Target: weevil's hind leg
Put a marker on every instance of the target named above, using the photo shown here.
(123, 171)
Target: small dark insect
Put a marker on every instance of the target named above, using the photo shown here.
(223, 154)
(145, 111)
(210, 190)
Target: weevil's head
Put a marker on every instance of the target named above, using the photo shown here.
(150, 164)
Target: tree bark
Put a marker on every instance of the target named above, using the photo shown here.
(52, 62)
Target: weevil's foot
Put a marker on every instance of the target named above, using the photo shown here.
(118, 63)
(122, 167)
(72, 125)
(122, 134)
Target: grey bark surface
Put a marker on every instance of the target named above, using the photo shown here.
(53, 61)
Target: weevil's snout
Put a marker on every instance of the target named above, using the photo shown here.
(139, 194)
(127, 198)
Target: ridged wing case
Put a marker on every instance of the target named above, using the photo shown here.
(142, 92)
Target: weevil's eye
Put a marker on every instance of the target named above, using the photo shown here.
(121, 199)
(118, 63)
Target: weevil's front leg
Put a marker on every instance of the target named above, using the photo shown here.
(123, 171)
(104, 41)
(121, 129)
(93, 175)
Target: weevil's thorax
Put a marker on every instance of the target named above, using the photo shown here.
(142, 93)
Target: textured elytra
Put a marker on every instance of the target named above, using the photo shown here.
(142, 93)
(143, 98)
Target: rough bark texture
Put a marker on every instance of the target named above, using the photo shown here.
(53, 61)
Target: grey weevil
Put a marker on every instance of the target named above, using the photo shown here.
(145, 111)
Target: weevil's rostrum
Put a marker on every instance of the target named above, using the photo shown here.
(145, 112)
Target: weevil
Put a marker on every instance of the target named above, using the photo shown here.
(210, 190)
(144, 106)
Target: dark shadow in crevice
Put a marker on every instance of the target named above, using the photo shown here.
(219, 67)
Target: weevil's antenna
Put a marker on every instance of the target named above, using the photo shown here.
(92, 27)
---
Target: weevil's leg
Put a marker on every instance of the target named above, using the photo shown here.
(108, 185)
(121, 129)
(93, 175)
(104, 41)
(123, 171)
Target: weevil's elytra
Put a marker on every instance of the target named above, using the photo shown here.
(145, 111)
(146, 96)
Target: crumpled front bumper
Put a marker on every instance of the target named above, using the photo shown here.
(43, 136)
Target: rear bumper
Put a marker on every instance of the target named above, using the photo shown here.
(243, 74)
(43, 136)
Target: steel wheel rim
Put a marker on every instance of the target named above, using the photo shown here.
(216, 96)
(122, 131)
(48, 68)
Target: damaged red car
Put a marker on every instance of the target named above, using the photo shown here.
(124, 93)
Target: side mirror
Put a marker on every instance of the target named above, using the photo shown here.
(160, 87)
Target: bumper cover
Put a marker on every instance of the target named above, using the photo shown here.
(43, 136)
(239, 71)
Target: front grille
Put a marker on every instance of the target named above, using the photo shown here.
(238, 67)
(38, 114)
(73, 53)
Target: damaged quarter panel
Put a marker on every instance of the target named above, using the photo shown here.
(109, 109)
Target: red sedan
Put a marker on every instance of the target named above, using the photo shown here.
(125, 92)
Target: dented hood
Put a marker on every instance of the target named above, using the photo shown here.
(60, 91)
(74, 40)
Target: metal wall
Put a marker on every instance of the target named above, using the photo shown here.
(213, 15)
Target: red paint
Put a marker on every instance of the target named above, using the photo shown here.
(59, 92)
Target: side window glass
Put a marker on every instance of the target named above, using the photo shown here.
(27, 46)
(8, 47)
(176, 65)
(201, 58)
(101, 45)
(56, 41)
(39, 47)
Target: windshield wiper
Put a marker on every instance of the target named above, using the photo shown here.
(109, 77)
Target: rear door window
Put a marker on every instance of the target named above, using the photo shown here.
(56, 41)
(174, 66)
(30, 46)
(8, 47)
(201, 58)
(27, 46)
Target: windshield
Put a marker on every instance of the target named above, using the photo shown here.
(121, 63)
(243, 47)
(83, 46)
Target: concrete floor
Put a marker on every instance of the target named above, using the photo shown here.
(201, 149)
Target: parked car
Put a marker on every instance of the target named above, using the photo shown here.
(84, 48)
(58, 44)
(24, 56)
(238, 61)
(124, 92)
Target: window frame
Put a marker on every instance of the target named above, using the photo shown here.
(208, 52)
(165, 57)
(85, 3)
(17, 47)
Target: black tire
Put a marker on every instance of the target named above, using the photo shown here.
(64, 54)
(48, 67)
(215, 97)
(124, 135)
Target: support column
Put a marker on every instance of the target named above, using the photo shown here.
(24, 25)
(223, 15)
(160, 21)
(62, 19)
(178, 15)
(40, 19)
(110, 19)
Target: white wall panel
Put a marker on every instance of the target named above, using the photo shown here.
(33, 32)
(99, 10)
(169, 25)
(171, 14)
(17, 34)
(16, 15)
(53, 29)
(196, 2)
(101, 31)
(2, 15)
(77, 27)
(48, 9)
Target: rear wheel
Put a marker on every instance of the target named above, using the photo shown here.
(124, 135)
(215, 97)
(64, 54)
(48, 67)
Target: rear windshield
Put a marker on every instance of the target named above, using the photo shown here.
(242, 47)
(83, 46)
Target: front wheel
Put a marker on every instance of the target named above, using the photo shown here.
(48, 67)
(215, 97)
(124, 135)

Prompt
Look through the listing above and copy each line with the word "front" in it.

Output below
Target: weevil's front leg
Target: crumpled front bumper
Target: front grille
Target: front wheel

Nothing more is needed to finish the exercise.